- TEXT TO READ
Bajro Župić

Personal information
- Full name: Bajram Župić
- Date of birth: January 21, 1960 (age 66)
- Place of birth: Novi Pazar, FPR Yugoslavia
- Height: 1.76 m (5 ft 9 in)
- Positions: Right back; centre back;

Senior career*
- Years: Team / Apps / (Gls)
- 1984–1985: Novi Pazar / 28 / (3)
- 1985–1990: Partizan / 101 / (0)
- 1990–1991: Alpine Donawitz / 7 / (1)
- Total:  / 136 / (4)

= Bajro Župić =

Serbian footballer and manager

Bajram "Bajro" Župić (Serbian Cyrillic: Бајрам Бајро Жупић; born January 21, 1960) is a former Serbian football player and a football manager.

==Career==
He began his senior career with his hometown club, Novi Pazar, and after one season was invited to join Partizan Belgrade. Playing as a defender, he became a regular member of the team and was well regarded by the club’s supporters. During his career, he received one red card. He was also known for his approachable public persona, which led to several anecdotes circulating among supporters. His performances on the field inspired fan chants, including the phrase "Jedan je Bajro", meaning "Bajro, the one..." which remains associated with him.

- JOB 1
Reproduce the passage of the footballer profile from "- Place of birth: Novi" up to and including "Apps / (Gls)", renaming "Positions" as "Playing positions".

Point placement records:
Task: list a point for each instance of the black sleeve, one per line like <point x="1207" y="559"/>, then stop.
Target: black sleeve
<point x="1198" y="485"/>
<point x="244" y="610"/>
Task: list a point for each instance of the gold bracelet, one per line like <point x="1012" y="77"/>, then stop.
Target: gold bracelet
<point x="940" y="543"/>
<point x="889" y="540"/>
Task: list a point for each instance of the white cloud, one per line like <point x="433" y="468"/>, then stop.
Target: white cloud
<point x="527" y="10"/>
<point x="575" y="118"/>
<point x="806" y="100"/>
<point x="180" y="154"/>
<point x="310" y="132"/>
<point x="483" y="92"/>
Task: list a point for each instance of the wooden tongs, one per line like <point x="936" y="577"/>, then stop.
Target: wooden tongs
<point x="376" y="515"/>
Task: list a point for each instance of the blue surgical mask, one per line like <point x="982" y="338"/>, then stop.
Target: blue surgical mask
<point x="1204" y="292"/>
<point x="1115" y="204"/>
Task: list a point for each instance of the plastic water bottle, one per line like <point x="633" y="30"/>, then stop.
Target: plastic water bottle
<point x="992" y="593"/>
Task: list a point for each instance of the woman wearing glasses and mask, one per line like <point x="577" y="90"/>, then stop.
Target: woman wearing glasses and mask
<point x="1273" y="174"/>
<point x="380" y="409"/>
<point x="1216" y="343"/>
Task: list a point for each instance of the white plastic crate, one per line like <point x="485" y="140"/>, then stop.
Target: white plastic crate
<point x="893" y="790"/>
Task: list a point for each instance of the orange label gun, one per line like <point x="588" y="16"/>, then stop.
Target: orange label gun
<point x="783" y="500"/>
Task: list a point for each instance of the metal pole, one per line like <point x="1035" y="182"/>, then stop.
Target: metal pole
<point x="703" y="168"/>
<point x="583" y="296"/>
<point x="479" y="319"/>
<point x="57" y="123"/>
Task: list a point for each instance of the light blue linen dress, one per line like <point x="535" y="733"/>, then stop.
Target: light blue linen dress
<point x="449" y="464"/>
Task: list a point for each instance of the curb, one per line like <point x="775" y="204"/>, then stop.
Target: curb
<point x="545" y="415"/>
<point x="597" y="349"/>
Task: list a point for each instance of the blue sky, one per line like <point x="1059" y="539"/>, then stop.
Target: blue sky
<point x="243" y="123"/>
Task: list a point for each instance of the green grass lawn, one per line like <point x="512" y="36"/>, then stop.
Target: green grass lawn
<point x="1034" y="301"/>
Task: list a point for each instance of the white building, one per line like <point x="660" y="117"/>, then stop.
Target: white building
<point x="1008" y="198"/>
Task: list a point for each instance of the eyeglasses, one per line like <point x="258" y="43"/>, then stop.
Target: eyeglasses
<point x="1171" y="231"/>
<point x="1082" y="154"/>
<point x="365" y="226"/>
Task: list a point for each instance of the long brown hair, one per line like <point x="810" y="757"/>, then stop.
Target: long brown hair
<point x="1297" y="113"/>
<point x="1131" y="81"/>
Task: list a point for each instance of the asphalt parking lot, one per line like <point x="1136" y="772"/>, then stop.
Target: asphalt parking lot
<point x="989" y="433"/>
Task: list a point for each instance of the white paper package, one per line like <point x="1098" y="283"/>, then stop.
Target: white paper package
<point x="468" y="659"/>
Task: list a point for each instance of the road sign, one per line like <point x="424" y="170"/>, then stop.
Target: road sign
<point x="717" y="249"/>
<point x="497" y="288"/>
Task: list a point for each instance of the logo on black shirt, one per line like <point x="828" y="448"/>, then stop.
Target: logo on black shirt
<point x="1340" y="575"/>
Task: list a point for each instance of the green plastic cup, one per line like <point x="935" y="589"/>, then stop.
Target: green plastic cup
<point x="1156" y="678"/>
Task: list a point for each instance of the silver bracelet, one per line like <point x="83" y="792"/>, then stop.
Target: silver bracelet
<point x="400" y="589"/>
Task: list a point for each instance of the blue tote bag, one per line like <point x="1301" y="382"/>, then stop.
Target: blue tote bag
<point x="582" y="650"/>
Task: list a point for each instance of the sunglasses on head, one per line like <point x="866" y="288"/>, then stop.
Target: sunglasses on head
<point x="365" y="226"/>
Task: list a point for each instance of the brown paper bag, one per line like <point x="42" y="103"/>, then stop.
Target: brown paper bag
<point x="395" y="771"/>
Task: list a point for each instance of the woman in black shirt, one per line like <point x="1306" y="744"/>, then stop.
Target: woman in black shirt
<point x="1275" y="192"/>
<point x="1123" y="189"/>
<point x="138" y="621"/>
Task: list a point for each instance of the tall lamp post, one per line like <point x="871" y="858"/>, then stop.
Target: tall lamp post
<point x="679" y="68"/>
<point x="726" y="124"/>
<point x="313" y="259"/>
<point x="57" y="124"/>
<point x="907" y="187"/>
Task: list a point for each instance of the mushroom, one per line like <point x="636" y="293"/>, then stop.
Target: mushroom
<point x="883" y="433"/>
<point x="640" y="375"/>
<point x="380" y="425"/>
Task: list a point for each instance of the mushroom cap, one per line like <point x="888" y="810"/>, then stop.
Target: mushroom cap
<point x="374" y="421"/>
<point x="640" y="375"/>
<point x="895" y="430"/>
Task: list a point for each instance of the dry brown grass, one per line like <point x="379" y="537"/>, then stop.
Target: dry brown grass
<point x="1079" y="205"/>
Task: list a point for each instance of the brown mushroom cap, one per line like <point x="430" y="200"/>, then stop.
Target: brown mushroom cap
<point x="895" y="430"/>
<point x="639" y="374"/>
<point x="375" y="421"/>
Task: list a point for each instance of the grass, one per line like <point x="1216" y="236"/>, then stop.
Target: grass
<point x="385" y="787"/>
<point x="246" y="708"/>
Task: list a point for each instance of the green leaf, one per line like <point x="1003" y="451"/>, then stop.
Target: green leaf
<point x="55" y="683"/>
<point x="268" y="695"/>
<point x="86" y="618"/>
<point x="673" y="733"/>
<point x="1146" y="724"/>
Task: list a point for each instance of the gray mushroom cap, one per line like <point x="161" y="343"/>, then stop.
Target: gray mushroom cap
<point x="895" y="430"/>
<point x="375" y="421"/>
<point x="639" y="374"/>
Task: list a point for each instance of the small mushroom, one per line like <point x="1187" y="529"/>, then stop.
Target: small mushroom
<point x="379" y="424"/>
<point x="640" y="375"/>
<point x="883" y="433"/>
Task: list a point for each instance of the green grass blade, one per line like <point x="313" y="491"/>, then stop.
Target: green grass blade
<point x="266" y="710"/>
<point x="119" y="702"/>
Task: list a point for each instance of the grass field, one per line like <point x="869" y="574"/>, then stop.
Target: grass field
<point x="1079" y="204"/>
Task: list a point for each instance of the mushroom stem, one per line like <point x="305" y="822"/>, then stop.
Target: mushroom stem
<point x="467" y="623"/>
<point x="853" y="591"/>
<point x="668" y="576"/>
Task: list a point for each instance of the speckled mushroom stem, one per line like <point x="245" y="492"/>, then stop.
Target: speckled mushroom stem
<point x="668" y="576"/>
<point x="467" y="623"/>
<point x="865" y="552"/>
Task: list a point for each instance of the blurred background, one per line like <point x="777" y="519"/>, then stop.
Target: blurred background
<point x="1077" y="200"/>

- JOB 2
Gather every line of the records that contains the string "mask".

- FINAL ANSWER 1
- Place of birth: Novi Pazar, FPR Yugoslavia
- Height: 1.76 m (5 ft 9 in)
- Playing positions: Right back; centre back;

Senior career*
- Years: Team / Apps / (Gls)

- FINAL ANSWER 2
Task: list a point for each instance of the blue surgical mask, one per line like <point x="982" y="338"/>, then stop.
Target: blue surgical mask
Task: list a point for each instance of the woman wearing glasses and mask, one per line like <point x="577" y="90"/>, then stop.
Target: woman wearing glasses and mask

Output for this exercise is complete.